(begin)

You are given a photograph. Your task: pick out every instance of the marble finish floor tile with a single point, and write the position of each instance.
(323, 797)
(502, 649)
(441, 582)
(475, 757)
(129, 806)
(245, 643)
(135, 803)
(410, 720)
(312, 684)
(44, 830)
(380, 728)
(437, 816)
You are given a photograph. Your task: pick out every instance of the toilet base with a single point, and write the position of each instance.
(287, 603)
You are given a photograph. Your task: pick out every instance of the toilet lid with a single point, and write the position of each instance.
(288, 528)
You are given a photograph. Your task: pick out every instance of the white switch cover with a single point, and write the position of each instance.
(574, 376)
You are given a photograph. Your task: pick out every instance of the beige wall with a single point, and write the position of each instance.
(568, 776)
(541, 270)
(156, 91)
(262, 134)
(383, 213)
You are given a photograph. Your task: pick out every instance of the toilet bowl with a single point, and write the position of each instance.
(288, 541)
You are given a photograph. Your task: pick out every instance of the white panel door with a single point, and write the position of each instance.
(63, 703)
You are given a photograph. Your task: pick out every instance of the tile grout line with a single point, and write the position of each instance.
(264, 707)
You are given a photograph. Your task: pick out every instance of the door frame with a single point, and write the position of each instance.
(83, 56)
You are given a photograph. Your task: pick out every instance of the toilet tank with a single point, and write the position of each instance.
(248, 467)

(end)

__Task brief__.
Starting with the line that contains "of the door" and continuing through the end of the material, write those lines out again with the requests included, and add 91 to every number in the point coordinates.

__Task result__.
You are given a photograph. Your task: pick out every instance of the door frame with a single point, and write the position of each instance.
(174, 147)
You are given a photograph. Your task: pick out every instance of the toilet tank with a single point, and write the position of each instance.
(339, 558)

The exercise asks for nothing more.